◆ Input data:
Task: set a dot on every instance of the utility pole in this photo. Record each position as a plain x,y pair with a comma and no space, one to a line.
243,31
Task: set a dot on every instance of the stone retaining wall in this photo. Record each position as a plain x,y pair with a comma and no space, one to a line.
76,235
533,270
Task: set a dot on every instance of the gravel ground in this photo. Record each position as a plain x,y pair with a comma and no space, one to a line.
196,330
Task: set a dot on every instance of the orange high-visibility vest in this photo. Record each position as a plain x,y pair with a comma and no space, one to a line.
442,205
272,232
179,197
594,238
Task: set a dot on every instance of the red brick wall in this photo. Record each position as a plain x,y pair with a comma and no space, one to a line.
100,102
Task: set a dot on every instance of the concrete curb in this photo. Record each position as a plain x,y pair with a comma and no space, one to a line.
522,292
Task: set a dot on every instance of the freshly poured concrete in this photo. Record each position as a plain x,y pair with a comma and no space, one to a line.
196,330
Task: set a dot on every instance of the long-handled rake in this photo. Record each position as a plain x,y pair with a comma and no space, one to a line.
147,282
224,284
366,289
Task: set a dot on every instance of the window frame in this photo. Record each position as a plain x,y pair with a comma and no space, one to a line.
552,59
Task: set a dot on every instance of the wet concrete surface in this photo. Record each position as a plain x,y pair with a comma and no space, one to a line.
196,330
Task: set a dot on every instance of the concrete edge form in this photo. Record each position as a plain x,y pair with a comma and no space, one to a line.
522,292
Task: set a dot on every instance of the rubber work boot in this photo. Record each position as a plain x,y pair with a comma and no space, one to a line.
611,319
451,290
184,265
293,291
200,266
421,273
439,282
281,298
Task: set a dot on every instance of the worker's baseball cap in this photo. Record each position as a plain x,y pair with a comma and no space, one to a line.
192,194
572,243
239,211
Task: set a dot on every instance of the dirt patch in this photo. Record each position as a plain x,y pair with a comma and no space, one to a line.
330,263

◆ Work instructions:
Rewrite all the records above as a two-column CSV with the header row instruction,coordinates. Give one row per record, put each field in double quotes, and replace every line break inside a field with a space.

◆ Final result:
instruction,coordinates
"Task: set a dot on every instance of the utility pole in this photo. Record each position as a plain x,y pair with a comma and no space, one to a line.","243,31"
"Task: set a dot on every instance of the stone retaining wall in this photo. Record each position as a plain x,y pair with a comma and no space, one to a line.","76,235 533,270"
"Task: set a dot on every instance of the gravel ground in this photo. Record each position as a plain x,y pair with a comma and no space, one to a line.","196,330"
"Task: set a dot on every instance of the orange high-visibility vest in this photo. Record each position as a plain x,y pair with a comma and no space, one to a line.","442,205 272,232 179,197 594,238"
"Task: set a dot on every instance of the red brick wall in this photo. Record each position as a plain x,y pair with a comma and no space, one to a line.","100,102"
"Task: set a dot on every instance of the concrete curb in this photo. Record each position as a plain x,y pair with a comma and no space, one to a line.","522,292"
"Task: set a dot on every instance of the freshly poured concrete in this photo. Record each position as a plain x,y pair with a comma and no space, one to a line.","196,330"
"Task: set a dot on every instance of the long-handled rake in this photo. Record each position as a plain x,y pair with a comma and no space, one to a line.","147,282 224,284 366,289"
"Task: set a dot on every instance of the window frame in this photo. Record each position as a plain x,y pair with a comma and no space, one to a line.","552,59"
"Task: set a dot on every instance of the wet concrete surface in this photo. Record each position as a plain x,y pair with a comma and no space, one to a line.","196,330"
"Task: set a dot on every instance of the concrete edge form in this photo. Record each position as a plain x,y pair with a comma and no space, one to a line.","522,292"
"Task: set a dot on every instance of the rubber work boot in this photo. Record each position as a plain x,y pair with a comma and no space, one to a line.","611,319 451,290 184,265 293,291 200,266 421,273 439,282 281,298"
"Task: set a dot on every instance of the worker's baseball cap in this photo. Record each position as a plain x,y pair with a comma and no space, one to a line.","192,194 572,243 239,211"
"Task: set a dot on every instance of the dirt patch in this photo. Record each position as a plain x,y pair with a comma and no space, one to a line.","330,263"